**GOAL:**
Number every line of the entries below as a list, leaving out the blank lines.

**DATASET EXCERPTS:**
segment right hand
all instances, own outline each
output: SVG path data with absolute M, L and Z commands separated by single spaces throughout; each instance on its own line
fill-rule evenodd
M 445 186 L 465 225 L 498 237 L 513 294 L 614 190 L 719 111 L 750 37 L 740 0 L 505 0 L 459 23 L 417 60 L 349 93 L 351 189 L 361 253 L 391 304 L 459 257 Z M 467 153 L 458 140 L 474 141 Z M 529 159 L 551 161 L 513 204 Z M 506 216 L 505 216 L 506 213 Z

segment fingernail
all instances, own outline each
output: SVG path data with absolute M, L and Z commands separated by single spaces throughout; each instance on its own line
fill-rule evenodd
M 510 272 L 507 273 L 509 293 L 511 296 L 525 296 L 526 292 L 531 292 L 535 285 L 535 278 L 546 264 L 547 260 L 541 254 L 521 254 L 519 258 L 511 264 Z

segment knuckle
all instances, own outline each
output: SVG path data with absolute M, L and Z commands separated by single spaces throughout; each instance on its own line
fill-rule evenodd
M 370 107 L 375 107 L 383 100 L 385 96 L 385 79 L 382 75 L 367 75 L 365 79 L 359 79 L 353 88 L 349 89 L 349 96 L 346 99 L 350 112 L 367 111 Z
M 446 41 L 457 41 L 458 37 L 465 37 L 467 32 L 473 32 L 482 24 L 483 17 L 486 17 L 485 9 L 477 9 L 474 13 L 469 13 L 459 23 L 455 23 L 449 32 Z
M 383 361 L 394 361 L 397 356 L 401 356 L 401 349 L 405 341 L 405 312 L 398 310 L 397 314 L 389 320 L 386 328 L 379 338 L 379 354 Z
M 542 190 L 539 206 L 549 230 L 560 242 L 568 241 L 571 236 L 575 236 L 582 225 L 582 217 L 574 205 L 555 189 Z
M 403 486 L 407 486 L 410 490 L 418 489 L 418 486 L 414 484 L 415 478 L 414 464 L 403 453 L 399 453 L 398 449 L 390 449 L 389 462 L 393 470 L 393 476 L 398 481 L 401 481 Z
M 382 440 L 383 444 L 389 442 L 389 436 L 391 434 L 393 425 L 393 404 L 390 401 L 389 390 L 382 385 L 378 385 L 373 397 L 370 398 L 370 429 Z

**EXERCISE SOLUTION:**
1. segment right hand
2. all instances, own outline each
3. output: SVG path data with absolute M, L and Z commands separated by single spaces throughout; each instance on its own line
4. fill-rule evenodd
5. M 445 186 L 465 225 L 498 237 L 513 294 L 614 190 L 719 111 L 750 37 L 740 0 L 505 0 L 459 23 L 417 60 L 349 93 L 351 189 L 361 253 L 391 304 L 459 257 Z M 467 153 L 458 140 L 474 141 Z M 529 159 L 551 161 L 513 204 Z M 506 216 L 505 216 L 506 213 Z
6. segment fingernail
7. all instances, own outline each
8. output: SVG path data with absolute M, L and Z commands separated by single spaces throughout; each instance on its own line
9. fill-rule evenodd
10. M 510 272 L 507 273 L 509 293 L 511 296 L 525 296 L 526 292 L 531 292 L 535 285 L 535 278 L 546 264 L 547 260 L 541 254 L 521 254 L 519 258 L 511 264 Z
11. segment knuckle
12. all instances, own outline each
13. output: SVG path data with absolute M, L and Z commands separated by single spaces throughout; each instance on its own line
14. fill-rule evenodd
15. M 370 107 L 375 107 L 383 100 L 385 96 L 385 79 L 382 75 L 367 75 L 365 79 L 359 79 L 353 88 L 349 89 L 349 96 L 346 99 L 350 112 L 367 111 Z
16. M 446 41 L 457 41 L 458 37 L 465 37 L 467 32 L 473 32 L 482 24 L 483 17 L 486 17 L 485 9 L 477 9 L 474 13 L 469 13 L 459 23 L 455 23 L 449 32 Z
17. M 383 361 L 394 361 L 397 356 L 401 356 L 401 349 L 405 341 L 405 312 L 398 310 L 397 314 L 389 320 L 386 328 L 379 338 L 379 354 Z
18. M 542 190 L 539 206 L 549 230 L 560 242 L 568 241 L 571 236 L 575 236 L 582 225 L 582 217 L 574 205 L 555 189 Z
19. M 403 486 L 407 486 L 410 490 L 418 489 L 418 486 L 414 484 L 415 478 L 414 464 L 403 453 L 399 453 L 398 449 L 390 449 L 389 462 L 393 470 L 393 476 L 398 481 L 401 481 Z
20. M 382 440 L 383 444 L 389 442 L 389 436 L 391 434 L 393 425 L 393 404 L 390 401 L 389 390 L 382 385 L 378 385 L 373 397 L 370 398 L 370 429 Z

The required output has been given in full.